- [QUESTIONS]
A – Translate this sentence from the piece on Dave Gibbons into Spanish: "Apparently at that time superhero comics came from America, and that was it."
B – Continue the piece on Dave Gibbons from the point where it stops.

- [PAGE EXCERPT]
##############################

Talking to Watchmen Artist Dave Gibbons

I had a chance to sit down with Dave Gibbons, the man who drew Watchmen. The interview isn’t here, it’s here.

Before I talked to him I didn’t realize how important it was for the genesis of Watchmen that Gibbons and Alan Moore were English. Apparently at that time superhero comics came from America, and that was it. New York City was just where the action was at, and if you weren’t there you were an outsider. As Englishmen Gibbons and Moore felt like they were operating the fringe of the known universe. Which must have been sort of disempowering. But as it turned out it also gave them a certain extra freedom and insight.

Here’s Gibbons on what it was like to come to America:

When I first came to New York City, what I was thrilled about was not the Empire State Building, or the Statue of Liberty, it was the fireplugs in the street. These things that Jack Kirby had drawn. Or these cylindrical water towers on top of buildings that Steve Ditko’s Spider-Man fights used to happen in and around. So it’s always been this kind of exotic babylon. And that’s so for Alan as well. We used to get the American comics imported, and it wasn’t just the stories, it was the whole thing of Tootsie Rolls and Schwinn bicycles. This is the kind of thing we’d talk about for hours on the phone. All this stuff that to you Americans is everyday stuff, as boring to you as our everyday stuff is to us.

##############################

- [RECORD EXCERPTS]
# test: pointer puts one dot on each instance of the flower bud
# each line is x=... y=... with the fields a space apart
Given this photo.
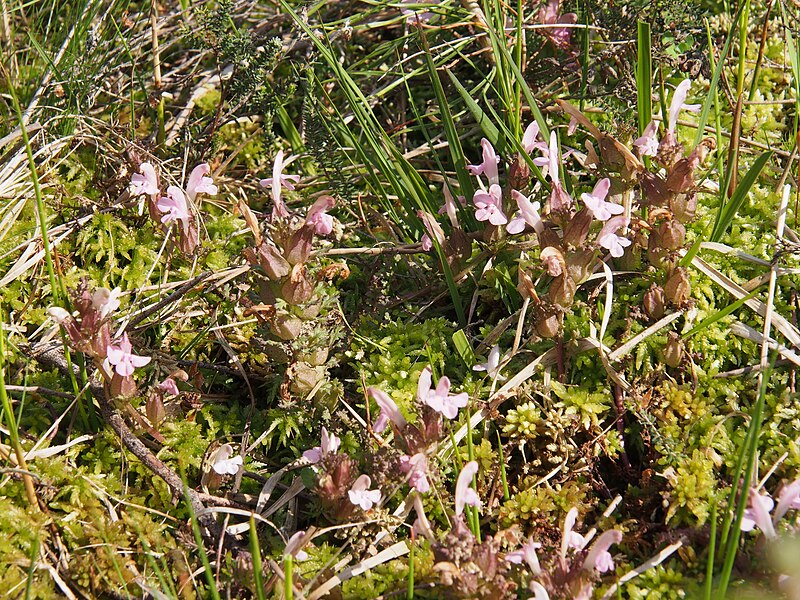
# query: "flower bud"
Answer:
x=678 y=286
x=654 y=301
x=673 y=351
x=578 y=228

##############################

- [WRITTEN ANSWERS]
A – Al parecer, en aquella época los cómics de superhéroes venían de Estados Unidos, y eso era todo.

B –
Hard to picture Alan Moore talking about Tootsie Rolls. I bet he was pretty disappointed when he actually tried one.

If you read this far, here’s your reward. I have a copy of Watching the Watchmen: The Definitive Companion to the Ultimate Graphic Novel, signed by Gibbons, to give away. I’ll have it shipped to the first person who e-mails me with, oh, I don’t know, the name of Ozymandias’s pet lynx. I’m at lev underscore grossman at timemagazine dot com.

(Update: the prize has been claimed. It went at 2:26 yesterday afternoon. It is now on its way to Kansas City, MO.)

Related Topics: Gaming & Culture
  • churchhtucker

    It depends when he tried one. The old wax-paper wrapped ones were pretty terrible, but the newer ones have a wrapper that keeps them from getting rock-hard.

  • Cliff

    So is he implying that bowler hats, roundabouts and tea are interesting to us?
    They’re a little interesting, I guess, but they’re not fascinating. I’ve never had a phone conversation about them.

  • churchhtucker

    Actually, I was fascinated in the reverse fashion as a lad (see, I picked some things up.) I had a local comics dealer who would get 2000AD issues (only one of each, I suspect he just got them to read and then sold them.) I still have them. They’re my first thing out of the burning house (sorry, sweetie.)

    Lev, shock the (web)monkeys. An eight question interview shouldn’t take two pages. Yeah, it seems like an easy way to increase hits, but I’m less and less likely to click through to a time.com story after every one of these encounters.

  • Cliff

    And about not getting the signed companion book:
    NOOOOOOOOOOOOOOOOOOOOOOOOOOOOOOOOOOOOOO

  • churchhtucker

    Damn you, whoever won!

    And the person after that. And the person after that. And the six people after them.

  • Brew

    At least they won something… Do you know how hard I worked on coming up with “Enter Selman” by Mattalica? Not to mention, I didn’t get anything for naming a certain person Leverus last year.